#### Work item:
Extract every line of the listing below that contains the string "negative". Case counts.

===== Source data

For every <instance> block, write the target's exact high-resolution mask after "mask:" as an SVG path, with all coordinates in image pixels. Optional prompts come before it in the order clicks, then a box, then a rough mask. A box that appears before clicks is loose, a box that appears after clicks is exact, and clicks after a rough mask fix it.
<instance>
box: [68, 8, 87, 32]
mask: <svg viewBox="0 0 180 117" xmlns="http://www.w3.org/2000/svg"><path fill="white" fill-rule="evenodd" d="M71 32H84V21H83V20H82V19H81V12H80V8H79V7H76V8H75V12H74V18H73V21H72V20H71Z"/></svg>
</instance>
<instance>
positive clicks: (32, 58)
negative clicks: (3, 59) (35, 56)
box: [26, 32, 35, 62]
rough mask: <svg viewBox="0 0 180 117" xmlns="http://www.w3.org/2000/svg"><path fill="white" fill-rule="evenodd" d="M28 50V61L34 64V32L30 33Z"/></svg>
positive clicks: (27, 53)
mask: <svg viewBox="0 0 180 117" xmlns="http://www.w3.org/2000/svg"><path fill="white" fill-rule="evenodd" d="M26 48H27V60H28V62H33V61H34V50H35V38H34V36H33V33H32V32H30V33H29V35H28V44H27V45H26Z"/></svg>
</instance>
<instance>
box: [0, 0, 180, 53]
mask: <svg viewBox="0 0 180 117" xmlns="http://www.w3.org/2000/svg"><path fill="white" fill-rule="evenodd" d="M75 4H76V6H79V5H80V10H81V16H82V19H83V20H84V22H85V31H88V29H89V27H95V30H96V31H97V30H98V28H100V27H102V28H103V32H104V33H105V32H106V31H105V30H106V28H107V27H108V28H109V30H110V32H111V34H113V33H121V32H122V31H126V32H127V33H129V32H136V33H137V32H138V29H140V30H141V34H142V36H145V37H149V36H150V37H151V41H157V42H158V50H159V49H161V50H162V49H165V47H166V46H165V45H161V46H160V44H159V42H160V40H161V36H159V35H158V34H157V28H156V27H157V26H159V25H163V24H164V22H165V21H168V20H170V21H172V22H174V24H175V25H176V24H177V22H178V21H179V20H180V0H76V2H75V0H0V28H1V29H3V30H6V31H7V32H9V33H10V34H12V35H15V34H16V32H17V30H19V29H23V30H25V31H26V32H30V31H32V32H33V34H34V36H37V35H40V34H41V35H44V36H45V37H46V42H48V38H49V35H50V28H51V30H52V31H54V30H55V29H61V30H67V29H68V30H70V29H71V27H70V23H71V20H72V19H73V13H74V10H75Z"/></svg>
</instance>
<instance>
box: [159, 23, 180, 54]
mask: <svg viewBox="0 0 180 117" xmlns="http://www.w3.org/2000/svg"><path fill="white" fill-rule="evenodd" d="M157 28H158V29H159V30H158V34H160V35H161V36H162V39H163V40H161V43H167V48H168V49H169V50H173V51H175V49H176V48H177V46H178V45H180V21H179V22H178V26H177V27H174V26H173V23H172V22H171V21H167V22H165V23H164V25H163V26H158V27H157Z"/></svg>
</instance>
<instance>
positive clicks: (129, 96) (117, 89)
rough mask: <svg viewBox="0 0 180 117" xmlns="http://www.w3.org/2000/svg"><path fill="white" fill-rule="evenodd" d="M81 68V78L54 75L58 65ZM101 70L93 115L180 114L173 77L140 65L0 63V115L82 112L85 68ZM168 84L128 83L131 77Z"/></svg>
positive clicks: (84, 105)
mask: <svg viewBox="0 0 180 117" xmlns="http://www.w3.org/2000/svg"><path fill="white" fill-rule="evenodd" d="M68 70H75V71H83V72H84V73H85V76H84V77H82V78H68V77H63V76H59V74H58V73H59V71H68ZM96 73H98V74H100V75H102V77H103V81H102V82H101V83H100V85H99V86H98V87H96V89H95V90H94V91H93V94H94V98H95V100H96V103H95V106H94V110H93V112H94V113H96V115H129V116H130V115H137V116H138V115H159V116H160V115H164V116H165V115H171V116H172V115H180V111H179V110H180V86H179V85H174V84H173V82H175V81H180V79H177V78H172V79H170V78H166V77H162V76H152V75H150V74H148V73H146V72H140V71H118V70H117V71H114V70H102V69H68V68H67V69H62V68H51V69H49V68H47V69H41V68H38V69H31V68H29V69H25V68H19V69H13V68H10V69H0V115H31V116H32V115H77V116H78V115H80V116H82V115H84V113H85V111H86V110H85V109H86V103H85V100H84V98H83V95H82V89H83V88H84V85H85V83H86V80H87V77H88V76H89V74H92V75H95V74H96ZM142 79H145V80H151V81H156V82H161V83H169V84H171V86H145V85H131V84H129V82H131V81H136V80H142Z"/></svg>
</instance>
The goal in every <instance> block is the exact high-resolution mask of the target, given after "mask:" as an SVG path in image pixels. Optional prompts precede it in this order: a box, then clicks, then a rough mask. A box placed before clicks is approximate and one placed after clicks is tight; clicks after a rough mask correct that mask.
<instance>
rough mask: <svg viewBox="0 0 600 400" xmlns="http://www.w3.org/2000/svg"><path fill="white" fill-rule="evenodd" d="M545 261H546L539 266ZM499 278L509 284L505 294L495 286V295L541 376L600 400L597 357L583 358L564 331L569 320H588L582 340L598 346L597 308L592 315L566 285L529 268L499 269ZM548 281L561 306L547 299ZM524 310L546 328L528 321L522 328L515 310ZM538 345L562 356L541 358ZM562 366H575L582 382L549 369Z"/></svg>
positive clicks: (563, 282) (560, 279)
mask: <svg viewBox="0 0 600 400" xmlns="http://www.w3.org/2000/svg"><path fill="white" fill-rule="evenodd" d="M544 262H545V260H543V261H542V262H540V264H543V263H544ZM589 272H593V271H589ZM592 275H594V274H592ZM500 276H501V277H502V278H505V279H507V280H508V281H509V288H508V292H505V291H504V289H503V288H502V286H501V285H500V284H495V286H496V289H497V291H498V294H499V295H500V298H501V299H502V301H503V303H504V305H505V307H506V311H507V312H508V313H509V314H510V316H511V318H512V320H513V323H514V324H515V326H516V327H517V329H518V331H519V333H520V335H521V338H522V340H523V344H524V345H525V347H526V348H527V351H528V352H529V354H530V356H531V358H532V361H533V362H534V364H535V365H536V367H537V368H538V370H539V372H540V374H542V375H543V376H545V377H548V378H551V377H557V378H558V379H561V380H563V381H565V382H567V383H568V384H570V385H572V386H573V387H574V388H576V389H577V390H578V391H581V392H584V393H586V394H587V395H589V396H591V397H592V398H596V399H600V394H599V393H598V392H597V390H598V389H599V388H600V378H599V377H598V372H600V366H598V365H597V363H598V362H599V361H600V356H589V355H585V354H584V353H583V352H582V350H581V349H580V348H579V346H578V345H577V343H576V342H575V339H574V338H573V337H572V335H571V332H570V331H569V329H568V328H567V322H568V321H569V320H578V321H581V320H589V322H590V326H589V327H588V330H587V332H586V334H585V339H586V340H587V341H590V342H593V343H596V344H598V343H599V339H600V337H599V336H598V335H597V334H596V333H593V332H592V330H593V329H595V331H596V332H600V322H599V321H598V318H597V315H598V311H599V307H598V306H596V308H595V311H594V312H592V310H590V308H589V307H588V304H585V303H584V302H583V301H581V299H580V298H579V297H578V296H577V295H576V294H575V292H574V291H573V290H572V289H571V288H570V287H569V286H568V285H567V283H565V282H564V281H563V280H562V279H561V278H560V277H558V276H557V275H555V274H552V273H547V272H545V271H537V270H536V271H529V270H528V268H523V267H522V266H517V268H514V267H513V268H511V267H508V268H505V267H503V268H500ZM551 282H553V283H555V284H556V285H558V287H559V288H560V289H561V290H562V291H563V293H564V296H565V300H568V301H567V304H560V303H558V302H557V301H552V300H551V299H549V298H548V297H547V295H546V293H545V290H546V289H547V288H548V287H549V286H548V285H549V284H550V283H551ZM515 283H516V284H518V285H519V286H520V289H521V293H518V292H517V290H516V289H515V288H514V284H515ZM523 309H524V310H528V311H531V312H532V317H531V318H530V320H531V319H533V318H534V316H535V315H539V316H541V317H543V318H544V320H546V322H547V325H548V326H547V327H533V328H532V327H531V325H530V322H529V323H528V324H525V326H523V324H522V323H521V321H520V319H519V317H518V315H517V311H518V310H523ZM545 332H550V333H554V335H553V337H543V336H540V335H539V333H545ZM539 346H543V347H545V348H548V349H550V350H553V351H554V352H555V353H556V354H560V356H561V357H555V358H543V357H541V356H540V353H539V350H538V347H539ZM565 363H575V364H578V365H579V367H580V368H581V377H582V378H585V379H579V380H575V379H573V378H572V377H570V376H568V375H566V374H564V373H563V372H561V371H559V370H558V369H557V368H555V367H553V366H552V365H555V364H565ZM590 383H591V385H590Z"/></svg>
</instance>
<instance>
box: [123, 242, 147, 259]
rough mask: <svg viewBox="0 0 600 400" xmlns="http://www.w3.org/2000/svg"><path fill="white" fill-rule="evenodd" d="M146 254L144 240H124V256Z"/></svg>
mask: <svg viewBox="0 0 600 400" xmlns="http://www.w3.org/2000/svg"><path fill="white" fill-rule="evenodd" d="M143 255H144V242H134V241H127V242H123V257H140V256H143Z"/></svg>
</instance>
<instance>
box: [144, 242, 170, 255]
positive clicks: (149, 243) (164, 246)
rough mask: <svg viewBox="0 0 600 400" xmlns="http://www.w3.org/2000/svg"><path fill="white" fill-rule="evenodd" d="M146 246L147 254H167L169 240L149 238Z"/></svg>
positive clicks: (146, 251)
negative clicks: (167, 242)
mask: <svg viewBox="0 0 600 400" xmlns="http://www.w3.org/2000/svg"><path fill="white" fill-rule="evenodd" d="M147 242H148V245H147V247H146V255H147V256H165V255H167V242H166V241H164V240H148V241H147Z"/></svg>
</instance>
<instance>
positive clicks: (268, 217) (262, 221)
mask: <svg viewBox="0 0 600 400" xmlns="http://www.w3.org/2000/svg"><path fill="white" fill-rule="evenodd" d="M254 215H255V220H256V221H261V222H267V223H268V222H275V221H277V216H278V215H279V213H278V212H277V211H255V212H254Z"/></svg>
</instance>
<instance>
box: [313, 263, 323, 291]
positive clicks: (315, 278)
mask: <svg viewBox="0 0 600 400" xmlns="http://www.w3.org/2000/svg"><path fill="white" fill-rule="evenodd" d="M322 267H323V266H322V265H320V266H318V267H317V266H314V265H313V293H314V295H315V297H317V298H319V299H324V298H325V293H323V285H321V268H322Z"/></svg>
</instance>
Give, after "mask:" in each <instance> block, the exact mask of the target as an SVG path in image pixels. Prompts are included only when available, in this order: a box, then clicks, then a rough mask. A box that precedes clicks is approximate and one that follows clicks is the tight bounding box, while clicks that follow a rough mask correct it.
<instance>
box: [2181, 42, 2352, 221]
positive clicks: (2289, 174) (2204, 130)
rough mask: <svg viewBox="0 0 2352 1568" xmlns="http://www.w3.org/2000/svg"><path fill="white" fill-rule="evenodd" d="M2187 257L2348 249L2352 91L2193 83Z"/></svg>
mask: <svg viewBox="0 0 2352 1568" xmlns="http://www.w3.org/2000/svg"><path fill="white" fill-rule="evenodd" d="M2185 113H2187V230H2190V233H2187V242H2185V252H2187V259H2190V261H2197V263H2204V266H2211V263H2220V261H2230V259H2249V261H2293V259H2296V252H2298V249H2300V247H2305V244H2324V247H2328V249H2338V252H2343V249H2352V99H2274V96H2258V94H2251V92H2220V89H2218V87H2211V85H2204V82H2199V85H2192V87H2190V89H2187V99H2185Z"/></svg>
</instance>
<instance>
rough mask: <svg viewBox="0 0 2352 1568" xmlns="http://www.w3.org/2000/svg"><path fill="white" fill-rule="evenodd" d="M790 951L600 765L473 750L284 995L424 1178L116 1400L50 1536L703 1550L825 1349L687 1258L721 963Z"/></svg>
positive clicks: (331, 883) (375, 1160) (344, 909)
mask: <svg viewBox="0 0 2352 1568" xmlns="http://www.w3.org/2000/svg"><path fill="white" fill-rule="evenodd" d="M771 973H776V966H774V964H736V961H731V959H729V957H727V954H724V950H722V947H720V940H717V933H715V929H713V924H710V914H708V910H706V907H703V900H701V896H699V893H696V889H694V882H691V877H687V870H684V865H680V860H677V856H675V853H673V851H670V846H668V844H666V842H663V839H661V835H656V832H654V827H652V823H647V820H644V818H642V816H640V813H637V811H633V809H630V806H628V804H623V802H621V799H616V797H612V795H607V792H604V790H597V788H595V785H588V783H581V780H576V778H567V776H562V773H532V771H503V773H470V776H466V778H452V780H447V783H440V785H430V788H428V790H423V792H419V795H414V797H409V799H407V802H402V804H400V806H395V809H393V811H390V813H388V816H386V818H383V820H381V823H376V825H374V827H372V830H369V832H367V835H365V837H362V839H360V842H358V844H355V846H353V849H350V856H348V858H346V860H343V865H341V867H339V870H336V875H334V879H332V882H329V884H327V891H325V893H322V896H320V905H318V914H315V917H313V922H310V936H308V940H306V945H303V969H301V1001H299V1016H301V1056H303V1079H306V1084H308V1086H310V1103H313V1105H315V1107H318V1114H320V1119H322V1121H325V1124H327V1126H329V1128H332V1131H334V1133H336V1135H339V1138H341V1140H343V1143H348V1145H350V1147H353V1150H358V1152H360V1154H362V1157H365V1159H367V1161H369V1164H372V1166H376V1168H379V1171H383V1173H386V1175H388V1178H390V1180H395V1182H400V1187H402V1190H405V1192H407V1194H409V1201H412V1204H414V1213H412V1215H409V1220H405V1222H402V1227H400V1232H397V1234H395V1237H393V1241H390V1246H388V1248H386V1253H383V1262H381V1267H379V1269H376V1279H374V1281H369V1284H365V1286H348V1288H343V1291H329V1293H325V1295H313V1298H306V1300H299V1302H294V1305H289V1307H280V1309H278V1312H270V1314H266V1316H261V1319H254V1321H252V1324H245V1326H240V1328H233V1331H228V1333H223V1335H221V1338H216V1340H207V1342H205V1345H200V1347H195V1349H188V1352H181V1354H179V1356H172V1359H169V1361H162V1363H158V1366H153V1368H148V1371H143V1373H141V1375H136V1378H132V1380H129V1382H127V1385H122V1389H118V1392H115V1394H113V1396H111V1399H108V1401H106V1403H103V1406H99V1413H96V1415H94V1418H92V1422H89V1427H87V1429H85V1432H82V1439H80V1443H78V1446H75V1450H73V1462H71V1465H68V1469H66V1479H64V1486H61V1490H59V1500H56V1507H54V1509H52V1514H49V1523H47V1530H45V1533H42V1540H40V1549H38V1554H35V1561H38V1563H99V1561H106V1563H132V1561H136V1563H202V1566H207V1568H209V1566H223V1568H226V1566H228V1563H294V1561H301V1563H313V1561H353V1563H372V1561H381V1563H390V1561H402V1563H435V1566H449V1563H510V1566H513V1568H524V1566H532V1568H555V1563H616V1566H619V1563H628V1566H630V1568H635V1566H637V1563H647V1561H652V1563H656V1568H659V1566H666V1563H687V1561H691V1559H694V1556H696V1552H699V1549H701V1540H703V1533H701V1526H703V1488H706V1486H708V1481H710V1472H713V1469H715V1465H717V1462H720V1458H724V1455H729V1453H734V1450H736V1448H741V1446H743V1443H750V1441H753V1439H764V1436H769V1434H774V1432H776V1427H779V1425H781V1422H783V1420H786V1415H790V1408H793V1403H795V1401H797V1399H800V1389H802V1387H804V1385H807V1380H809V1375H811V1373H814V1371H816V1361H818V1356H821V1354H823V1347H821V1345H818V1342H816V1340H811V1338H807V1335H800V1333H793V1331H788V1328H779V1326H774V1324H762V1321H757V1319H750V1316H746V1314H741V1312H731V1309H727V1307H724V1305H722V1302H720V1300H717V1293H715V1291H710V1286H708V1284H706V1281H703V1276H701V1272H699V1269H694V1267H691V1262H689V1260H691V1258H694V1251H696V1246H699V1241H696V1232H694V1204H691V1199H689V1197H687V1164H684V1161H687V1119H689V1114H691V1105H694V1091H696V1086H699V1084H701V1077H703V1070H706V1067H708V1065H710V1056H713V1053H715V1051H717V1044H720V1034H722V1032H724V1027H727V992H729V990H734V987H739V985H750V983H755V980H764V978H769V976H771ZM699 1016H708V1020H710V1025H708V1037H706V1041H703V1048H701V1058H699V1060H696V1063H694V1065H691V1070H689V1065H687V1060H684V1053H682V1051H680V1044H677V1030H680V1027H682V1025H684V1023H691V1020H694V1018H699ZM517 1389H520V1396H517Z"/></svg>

==========

#### Solution for this problem:
negative clicks: (3, 59) (35, 56)
negative clicks: (167, 242)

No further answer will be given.